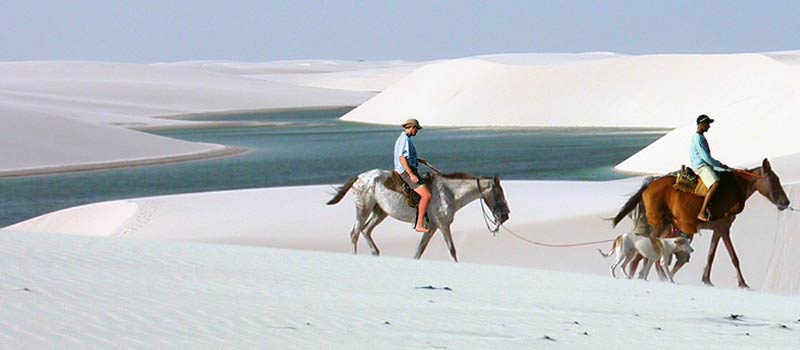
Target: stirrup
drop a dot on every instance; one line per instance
(707, 218)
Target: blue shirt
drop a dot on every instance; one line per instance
(403, 147)
(700, 153)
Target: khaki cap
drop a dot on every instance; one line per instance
(410, 122)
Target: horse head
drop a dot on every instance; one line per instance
(493, 195)
(769, 185)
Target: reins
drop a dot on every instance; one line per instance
(553, 245)
(486, 217)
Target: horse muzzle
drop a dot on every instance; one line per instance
(501, 217)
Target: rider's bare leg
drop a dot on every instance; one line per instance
(424, 198)
(703, 216)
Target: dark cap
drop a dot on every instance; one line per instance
(704, 119)
(411, 122)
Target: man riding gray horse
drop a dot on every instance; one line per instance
(406, 163)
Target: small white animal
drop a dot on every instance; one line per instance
(627, 245)
(624, 249)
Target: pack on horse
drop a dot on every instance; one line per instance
(665, 205)
(450, 192)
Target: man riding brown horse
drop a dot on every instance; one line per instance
(703, 163)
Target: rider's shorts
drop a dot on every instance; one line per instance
(708, 175)
(411, 184)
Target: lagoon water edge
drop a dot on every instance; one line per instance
(306, 147)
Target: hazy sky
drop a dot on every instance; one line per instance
(159, 31)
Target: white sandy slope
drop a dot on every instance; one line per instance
(69, 292)
(131, 279)
(753, 96)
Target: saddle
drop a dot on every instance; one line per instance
(396, 183)
(687, 181)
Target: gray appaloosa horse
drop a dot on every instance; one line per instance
(451, 192)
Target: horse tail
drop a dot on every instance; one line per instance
(342, 191)
(633, 201)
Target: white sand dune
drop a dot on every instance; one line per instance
(69, 292)
(78, 107)
(749, 94)
(254, 268)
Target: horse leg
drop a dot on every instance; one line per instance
(712, 250)
(375, 218)
(423, 243)
(363, 214)
(646, 269)
(675, 268)
(726, 238)
(633, 265)
(448, 238)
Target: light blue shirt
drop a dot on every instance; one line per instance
(403, 147)
(701, 154)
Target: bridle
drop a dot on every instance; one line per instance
(772, 197)
(489, 220)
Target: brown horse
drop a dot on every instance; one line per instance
(664, 206)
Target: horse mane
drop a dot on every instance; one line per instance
(633, 201)
(459, 176)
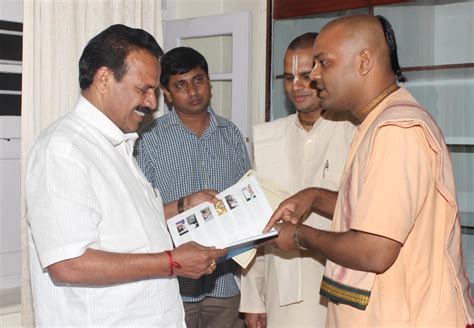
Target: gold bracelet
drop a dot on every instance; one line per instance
(296, 239)
(181, 205)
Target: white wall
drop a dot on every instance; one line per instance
(11, 10)
(181, 9)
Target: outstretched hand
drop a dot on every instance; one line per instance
(293, 209)
(205, 195)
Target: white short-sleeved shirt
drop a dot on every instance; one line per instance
(85, 190)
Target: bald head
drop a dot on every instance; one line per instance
(363, 32)
(353, 63)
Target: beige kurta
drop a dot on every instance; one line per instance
(399, 183)
(286, 285)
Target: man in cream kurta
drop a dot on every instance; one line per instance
(285, 285)
(394, 253)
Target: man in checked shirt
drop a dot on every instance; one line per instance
(189, 154)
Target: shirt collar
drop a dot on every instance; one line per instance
(92, 115)
(214, 119)
(300, 126)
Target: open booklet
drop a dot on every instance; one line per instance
(235, 222)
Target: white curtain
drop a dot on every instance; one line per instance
(54, 35)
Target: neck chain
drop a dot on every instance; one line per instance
(306, 123)
(362, 114)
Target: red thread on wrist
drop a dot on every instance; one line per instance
(172, 262)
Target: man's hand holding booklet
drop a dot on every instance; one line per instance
(235, 222)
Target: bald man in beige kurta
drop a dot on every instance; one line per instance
(413, 204)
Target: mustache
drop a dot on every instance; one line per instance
(143, 109)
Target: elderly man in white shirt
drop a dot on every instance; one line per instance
(306, 149)
(100, 253)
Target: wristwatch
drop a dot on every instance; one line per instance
(181, 205)
(296, 239)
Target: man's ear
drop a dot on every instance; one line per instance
(367, 61)
(167, 94)
(102, 79)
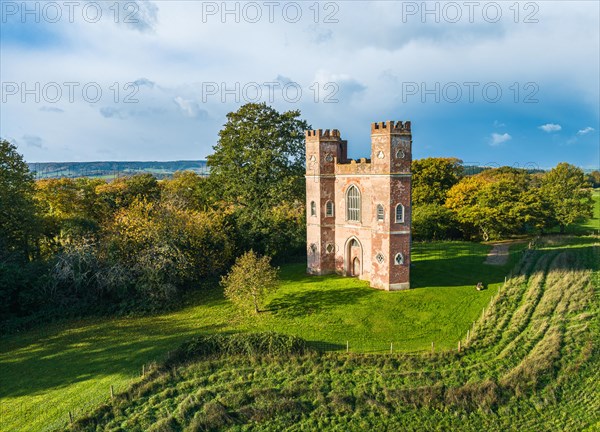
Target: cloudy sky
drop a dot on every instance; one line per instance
(507, 83)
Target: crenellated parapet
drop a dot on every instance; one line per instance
(321, 134)
(391, 127)
(360, 166)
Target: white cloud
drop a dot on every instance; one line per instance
(498, 139)
(189, 108)
(550, 127)
(585, 131)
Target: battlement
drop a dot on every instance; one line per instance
(320, 133)
(390, 127)
(353, 166)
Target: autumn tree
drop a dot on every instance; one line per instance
(259, 158)
(249, 280)
(187, 190)
(496, 203)
(258, 169)
(18, 223)
(432, 178)
(565, 187)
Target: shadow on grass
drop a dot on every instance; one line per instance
(97, 348)
(298, 304)
(457, 264)
(323, 346)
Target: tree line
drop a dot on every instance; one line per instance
(79, 246)
(495, 203)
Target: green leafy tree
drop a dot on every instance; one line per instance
(18, 219)
(259, 158)
(432, 178)
(433, 222)
(496, 203)
(594, 179)
(566, 189)
(250, 279)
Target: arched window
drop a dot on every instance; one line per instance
(329, 209)
(380, 212)
(353, 204)
(399, 259)
(399, 213)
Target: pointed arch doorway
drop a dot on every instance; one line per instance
(353, 257)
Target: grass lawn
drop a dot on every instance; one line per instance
(49, 371)
(591, 225)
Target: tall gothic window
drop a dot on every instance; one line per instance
(380, 212)
(399, 259)
(329, 209)
(399, 213)
(353, 204)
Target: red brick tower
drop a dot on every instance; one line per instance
(358, 212)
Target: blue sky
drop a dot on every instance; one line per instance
(169, 72)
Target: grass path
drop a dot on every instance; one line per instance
(50, 371)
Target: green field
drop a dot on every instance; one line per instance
(531, 363)
(50, 371)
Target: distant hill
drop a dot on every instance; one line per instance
(115, 169)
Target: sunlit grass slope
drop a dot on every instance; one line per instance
(47, 372)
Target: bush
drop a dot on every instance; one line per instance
(247, 344)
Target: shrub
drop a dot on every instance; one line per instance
(247, 344)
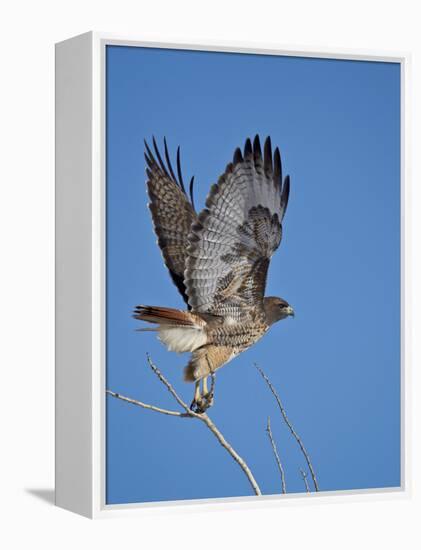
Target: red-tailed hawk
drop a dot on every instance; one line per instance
(218, 259)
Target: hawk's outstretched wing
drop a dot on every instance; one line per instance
(172, 212)
(236, 234)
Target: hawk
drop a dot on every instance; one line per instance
(218, 259)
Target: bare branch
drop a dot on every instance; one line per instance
(144, 405)
(304, 476)
(275, 452)
(290, 426)
(240, 461)
(168, 385)
(191, 414)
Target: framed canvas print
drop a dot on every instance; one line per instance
(230, 305)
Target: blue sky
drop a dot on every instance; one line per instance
(337, 364)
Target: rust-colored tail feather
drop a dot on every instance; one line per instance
(163, 316)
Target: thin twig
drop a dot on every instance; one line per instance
(304, 476)
(278, 460)
(290, 426)
(191, 414)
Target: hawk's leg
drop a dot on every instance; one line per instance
(203, 398)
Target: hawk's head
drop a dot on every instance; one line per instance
(277, 309)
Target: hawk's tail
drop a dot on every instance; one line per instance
(164, 316)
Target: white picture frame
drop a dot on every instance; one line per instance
(80, 275)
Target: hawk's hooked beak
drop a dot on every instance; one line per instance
(290, 311)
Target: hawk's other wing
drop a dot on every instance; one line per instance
(172, 212)
(236, 234)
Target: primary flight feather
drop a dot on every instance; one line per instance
(218, 259)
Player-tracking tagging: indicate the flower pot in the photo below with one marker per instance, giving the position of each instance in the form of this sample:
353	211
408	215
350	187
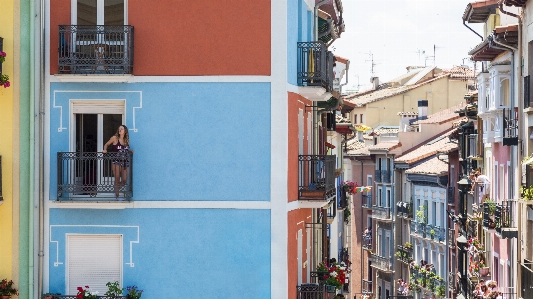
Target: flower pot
484	271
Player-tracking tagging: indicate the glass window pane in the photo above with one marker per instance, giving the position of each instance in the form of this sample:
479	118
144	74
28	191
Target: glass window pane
86	12
114	12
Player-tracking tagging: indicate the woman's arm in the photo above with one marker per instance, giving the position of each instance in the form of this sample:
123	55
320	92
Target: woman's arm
111	140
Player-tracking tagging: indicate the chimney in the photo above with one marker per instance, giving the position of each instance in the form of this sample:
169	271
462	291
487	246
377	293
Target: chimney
375	82
422	109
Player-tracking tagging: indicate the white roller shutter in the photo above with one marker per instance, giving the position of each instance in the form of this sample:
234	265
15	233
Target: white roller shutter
93	260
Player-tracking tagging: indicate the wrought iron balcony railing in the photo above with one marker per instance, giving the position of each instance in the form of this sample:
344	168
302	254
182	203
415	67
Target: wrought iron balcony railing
316	177
451	238
505	219
381	263
435	233
451	195
100	49
367	242
404	254
404	209
377	176
381	213
367	200
367	287
311	291
89	176
315	65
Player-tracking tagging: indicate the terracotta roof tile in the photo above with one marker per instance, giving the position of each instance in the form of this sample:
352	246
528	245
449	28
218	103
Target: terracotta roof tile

■ ■ ■ ■ ■ ■ ■

→ **What to work on**
Copy each line of the listing above that contains the word "bald".

→ **Response area**
Target: bald head
Target: bald man in beige kurta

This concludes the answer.